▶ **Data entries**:

= = =

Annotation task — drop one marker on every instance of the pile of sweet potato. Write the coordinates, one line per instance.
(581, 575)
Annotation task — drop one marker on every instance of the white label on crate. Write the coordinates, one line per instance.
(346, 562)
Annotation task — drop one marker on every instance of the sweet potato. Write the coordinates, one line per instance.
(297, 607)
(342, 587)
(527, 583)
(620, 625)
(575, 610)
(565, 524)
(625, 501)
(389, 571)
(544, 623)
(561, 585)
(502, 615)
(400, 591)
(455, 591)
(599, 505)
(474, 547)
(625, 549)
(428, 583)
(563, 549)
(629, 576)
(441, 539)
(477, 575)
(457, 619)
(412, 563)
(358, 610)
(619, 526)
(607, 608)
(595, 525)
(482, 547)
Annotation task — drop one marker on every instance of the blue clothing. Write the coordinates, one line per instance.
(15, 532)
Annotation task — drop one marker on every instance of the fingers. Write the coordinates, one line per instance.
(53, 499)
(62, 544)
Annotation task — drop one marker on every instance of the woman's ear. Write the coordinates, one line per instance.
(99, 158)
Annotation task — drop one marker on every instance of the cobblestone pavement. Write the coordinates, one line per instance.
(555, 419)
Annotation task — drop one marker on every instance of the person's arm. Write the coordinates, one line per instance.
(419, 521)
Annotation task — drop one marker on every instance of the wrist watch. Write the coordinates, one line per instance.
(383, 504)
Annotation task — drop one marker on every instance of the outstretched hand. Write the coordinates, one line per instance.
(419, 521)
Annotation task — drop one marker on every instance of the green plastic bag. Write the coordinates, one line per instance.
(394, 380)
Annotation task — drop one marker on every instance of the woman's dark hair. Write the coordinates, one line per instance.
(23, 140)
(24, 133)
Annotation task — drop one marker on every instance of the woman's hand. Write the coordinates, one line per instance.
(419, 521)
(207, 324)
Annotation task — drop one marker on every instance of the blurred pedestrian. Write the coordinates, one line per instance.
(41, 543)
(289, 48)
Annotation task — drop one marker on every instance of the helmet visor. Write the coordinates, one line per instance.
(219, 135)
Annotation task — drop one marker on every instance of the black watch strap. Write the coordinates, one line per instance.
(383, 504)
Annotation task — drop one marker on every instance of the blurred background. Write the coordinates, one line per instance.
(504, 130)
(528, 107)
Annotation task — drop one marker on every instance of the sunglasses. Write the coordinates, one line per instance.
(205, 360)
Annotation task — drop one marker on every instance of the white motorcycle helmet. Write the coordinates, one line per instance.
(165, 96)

= = =

▶ **What you are asked to do**: Write out the entries above word for word.

▶ **Written response**:
Annotation task — drop one marker on every instance of the pile of sweet potato. Write the coordinates, one line per instance.
(581, 575)
Annotation task — drop one marker on every instance of the white label on crate. Write the coordinates, one line per instance.
(346, 562)
Annotation task — drop one marker on every instance of the sweet potato. Write the coordinates, one line per instance.
(297, 607)
(342, 587)
(527, 583)
(620, 625)
(575, 610)
(565, 524)
(625, 501)
(389, 571)
(544, 623)
(561, 585)
(502, 615)
(400, 591)
(455, 591)
(599, 505)
(474, 547)
(625, 549)
(428, 583)
(563, 549)
(629, 576)
(441, 539)
(477, 575)
(457, 619)
(412, 563)
(358, 610)
(619, 526)
(607, 608)
(595, 525)
(482, 547)
Annotation task — drop one marker on every instance of the blue clothing. Write the coordinates, one line per instance.
(15, 532)
Annotation task — drop one marker on every instance of the fingers. Write the coordinates, one line per instance.
(53, 499)
(62, 544)
Annotation task — drop one marker on every instance of the woman's ear. Write the coordinates, one line per instance.
(99, 158)
Annotation task — drop one marker on every instance of the cobblestone pavement. Write the coordinates, one line per instance.
(555, 419)
Annotation task — drop one marker on every instance of the person's arm. Write the coordinates, one line per instance.
(419, 521)
Annotation task — drop one marker on every instance of the wrist watch. Write the coordinates, one line per instance.
(383, 504)
Annotation task — drop one marker on every instance of the outstretched hand. Write the coordinates, one line per instance.
(419, 521)
Annotation task — drop one marker on every instance of the green plastic bag. Write the coordinates, one line per instance.
(394, 380)
Annotation task — drop one marker on every instance of the woman's dark hair. Write the coordinates, one line per instance.
(23, 140)
(24, 133)
Annotation task — drop one marker on every instance of the woman's hand. Write the coordinates, one line per instance.
(419, 521)
(207, 324)
Annotation task — drop one marker on every instance of the blurred pedestrian. Write the coordinates, one line per instance.
(41, 543)
(289, 48)
Annotation task — drop one marker on every instance of the helmet visor. Write the coordinates, one line per instance.
(219, 135)
Annotation task — drop one marker on every instance of the black watch strap. Write the coordinates, one line per instance.
(383, 504)
Annotation task — drop one marker on every instance of the blurred background. Write the coordinates, one line per instance.
(504, 130)
(528, 107)
Annotation task — drop one marker on every instance of the sunglasses. Write the coordinates, one line per instance.
(205, 360)
Annotation task — drop one marker on every instance of the white motorcycle helmet. Write the coordinates, one line per instance.
(165, 96)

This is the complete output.